§ **Exercise prompt**:
Write out every line of the data below without any changes.

┌─ Provided records

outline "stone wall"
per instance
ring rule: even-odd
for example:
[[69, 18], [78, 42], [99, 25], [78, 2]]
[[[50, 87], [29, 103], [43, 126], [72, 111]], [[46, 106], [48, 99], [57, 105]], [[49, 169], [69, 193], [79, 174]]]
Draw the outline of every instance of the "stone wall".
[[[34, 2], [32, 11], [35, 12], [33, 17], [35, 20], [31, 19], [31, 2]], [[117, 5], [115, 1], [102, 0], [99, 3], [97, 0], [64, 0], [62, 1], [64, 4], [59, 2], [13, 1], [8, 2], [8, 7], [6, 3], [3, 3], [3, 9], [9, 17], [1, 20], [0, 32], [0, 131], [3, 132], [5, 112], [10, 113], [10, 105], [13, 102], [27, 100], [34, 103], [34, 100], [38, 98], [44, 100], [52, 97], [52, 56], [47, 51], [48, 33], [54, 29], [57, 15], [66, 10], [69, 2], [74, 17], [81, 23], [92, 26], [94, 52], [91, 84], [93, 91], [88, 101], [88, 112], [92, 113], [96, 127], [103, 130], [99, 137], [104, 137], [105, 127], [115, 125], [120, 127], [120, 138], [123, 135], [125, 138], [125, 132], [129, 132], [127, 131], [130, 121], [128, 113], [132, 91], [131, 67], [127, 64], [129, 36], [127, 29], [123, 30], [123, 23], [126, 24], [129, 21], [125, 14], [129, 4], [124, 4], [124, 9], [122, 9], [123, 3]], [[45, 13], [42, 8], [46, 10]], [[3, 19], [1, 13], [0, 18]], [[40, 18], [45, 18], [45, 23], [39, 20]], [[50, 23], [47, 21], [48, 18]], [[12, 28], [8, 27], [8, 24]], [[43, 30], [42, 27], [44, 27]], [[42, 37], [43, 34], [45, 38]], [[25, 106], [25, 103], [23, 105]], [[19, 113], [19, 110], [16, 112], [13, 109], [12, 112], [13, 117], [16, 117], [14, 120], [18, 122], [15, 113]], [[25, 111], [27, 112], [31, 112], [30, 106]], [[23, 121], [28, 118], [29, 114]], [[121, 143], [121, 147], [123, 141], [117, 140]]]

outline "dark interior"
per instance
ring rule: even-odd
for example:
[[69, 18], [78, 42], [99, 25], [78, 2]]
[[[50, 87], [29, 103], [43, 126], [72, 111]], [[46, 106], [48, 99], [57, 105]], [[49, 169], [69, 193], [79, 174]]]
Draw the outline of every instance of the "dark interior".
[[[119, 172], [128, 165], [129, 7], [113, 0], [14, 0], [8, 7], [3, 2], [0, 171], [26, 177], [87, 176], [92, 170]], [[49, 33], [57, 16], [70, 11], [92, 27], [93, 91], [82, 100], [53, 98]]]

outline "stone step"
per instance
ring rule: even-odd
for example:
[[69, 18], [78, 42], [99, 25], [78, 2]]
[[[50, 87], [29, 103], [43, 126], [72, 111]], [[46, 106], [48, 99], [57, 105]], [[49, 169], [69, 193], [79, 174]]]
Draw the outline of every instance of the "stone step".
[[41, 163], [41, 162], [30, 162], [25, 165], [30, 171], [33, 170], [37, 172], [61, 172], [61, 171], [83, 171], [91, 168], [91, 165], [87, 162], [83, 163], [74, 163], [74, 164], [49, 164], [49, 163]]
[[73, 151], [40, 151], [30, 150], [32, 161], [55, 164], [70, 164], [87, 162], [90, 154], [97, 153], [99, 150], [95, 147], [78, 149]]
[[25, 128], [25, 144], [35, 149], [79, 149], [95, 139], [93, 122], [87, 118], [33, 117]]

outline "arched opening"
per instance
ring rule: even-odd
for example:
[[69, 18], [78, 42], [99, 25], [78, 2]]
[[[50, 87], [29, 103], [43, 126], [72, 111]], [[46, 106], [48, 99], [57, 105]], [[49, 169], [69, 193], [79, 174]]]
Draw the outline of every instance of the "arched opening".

└─

§ **Answer for this exercise**:
outline "stone wall"
per instance
ring rule: even-odd
for example:
[[69, 18], [78, 42], [99, 25], [78, 2]]
[[[50, 87], [29, 103], [43, 126], [72, 111]], [[46, 106], [48, 99], [57, 105]], [[49, 169], [69, 193], [79, 174]]]
Draw the outline of every instance of the "stone wall".
[[[34, 2], [32, 11], [35, 12], [33, 17], [35, 20], [31, 19], [31, 2]], [[117, 5], [115, 1], [102, 0], [99, 3], [97, 0], [64, 0], [62, 1], [64, 4], [59, 2], [13, 1], [8, 2], [8, 7], [6, 3], [3, 3], [3, 9], [9, 17], [1, 20], [0, 32], [0, 131], [3, 132], [5, 112], [10, 113], [10, 105], [13, 102], [27, 100], [34, 103], [34, 100], [38, 98], [44, 100], [52, 97], [52, 56], [47, 51], [48, 33], [54, 29], [57, 15], [66, 10], [69, 2], [74, 17], [81, 23], [92, 26], [94, 52], [91, 84], [93, 91], [88, 101], [88, 112], [92, 113], [96, 127], [103, 130], [99, 137], [104, 137], [105, 127], [115, 125], [120, 127], [120, 138], [123, 135], [125, 138], [125, 132], [129, 132], [127, 131], [130, 121], [128, 113], [132, 91], [131, 67], [127, 64], [129, 36], [127, 29], [123, 30], [123, 23], [126, 24], [129, 21], [125, 14], [129, 4], [124, 4], [124, 9], [122, 9], [123, 3]], [[45, 13], [42, 8], [46, 10]], [[3, 19], [1, 13], [0, 18]], [[40, 18], [45, 18], [45, 23], [39, 20]], [[50, 23], [47, 21], [48, 18]], [[12, 28], [8, 27], [8, 24]], [[43, 30], [42, 27], [44, 27]], [[42, 37], [43, 34], [45, 38]], [[25, 106], [25, 103], [23, 105]], [[19, 113], [19, 110], [16, 112], [13, 109], [12, 112], [13, 117], [16, 117], [14, 120], [18, 122], [15, 113]], [[25, 111], [27, 112], [31, 112], [30, 106]], [[23, 121], [28, 118], [29, 114]], [[121, 143], [121, 147], [123, 141], [117, 140]]]

outline "dark interior"
per instance
ring rule: even-odd
for example:
[[69, 18], [78, 42], [99, 25], [78, 2]]
[[[50, 87], [29, 103], [43, 126], [72, 111]], [[46, 106], [48, 99], [57, 105]], [[49, 169], [69, 193], [79, 174]]]
Draw the outline of every instance of the "dark interior".
[[[119, 172], [128, 165], [129, 7], [113, 0], [14, 0], [8, 7], [3, 2], [0, 171], [26, 177], [87, 176], [92, 170]], [[49, 33], [57, 16], [70, 11], [92, 27], [93, 91], [82, 100], [53, 98]]]

outline "stone step"
per instance
ring rule: even-odd
for example:
[[69, 18], [78, 42], [99, 25], [78, 2]]
[[[50, 87], [29, 103], [43, 126], [72, 111]], [[46, 106], [48, 99], [57, 105]], [[49, 169], [69, 193], [79, 174]]]
Draw the outline of every instance of the "stone step".
[[41, 163], [41, 162], [30, 162], [25, 165], [30, 171], [33, 170], [37, 172], [61, 172], [61, 171], [83, 171], [91, 168], [91, 165], [87, 162], [83, 163], [74, 163], [74, 164], [49, 164], [49, 163]]
[[73, 151], [40, 151], [30, 150], [32, 161], [55, 164], [70, 164], [87, 162], [90, 154], [97, 153], [99, 150], [95, 147], [78, 149]]
[[25, 128], [25, 144], [35, 149], [79, 149], [95, 139], [93, 122], [87, 118], [33, 117]]

outline "arched opening"
per instance
ring rule: even-odd
for example:
[[69, 18], [78, 42], [99, 25], [78, 2]]
[[[50, 87], [29, 103], [43, 126], [72, 111]], [[46, 106], [48, 99], [57, 105]], [[49, 169], [69, 193], [79, 174]]]
Draw the outline of every instance of the "arched opening".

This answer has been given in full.